### Input for this task

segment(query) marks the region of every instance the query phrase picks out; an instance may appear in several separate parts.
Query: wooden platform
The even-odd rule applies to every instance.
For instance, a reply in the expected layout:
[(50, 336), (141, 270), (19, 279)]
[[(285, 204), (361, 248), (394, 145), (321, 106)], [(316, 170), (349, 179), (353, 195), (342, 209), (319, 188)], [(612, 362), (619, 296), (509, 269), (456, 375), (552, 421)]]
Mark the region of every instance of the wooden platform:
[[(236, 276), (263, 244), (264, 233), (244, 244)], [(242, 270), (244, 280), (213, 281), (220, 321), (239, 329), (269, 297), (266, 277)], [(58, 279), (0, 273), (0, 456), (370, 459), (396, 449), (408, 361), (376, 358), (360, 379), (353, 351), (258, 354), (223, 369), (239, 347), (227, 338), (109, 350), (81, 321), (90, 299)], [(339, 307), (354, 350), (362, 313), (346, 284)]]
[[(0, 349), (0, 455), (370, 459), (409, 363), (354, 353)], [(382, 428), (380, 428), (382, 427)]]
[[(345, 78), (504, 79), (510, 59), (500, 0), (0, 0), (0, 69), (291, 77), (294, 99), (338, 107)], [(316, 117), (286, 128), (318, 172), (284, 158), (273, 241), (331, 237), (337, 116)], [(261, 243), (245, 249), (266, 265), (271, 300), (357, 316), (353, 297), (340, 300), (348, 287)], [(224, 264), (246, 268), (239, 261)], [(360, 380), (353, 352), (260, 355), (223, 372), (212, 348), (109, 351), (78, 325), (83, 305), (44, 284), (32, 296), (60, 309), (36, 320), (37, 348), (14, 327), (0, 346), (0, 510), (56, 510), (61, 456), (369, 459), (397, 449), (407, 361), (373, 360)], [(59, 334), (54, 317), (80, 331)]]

######

- _Task requirements_
Reproduce the data above exactly, leaving nothing out.

- _Solution to the problem_
segment(query) marks the region of every instance the query phrase picks out; an instance may appear in several separate parts.
Query: wooden platform
The even-odd rule applies to every instance.
For instance, a reply in the expected layout:
[(50, 336), (141, 270), (19, 279)]
[[(285, 204), (361, 248), (394, 145), (321, 106)], [(316, 170), (349, 179), (353, 195), (342, 209), (319, 188)], [(612, 362), (619, 296), (509, 269), (456, 375), (552, 421)]]
Mark the region of every instance of the wooden platform:
[[(236, 276), (263, 244), (264, 233), (244, 244)], [(242, 270), (244, 280), (213, 281), (220, 321), (239, 329), (269, 297), (266, 277)], [(58, 279), (0, 273), (0, 456), (370, 459), (396, 449), (408, 361), (376, 358), (360, 379), (353, 351), (258, 354), (223, 369), (239, 347), (227, 338), (109, 350), (81, 321), (90, 299)], [(339, 307), (354, 350), (362, 313), (346, 284)]]
[[(0, 349), (0, 455), (370, 459), (409, 363), (354, 353)], [(382, 428), (380, 428), (382, 427)]]
[[(345, 78), (504, 79), (510, 59), (500, 0), (0, 0), (0, 69), (291, 77), (294, 99), (338, 107)], [(316, 117), (286, 128), (318, 172), (284, 158), (273, 241), (331, 237), (337, 116)], [(261, 243), (245, 249), (266, 265), (271, 300), (357, 316), (353, 297), (340, 300), (348, 287)], [(224, 264), (246, 268), (239, 261)], [(360, 380), (353, 352), (260, 355), (223, 372), (212, 348), (109, 351), (78, 325), (83, 305), (44, 284), (32, 296), (60, 309), (36, 320), (37, 348), (14, 327), (0, 346), (0, 510), (56, 510), (61, 456), (369, 459), (397, 449), (407, 361), (373, 360)], [(59, 334), (54, 317), (80, 331)]]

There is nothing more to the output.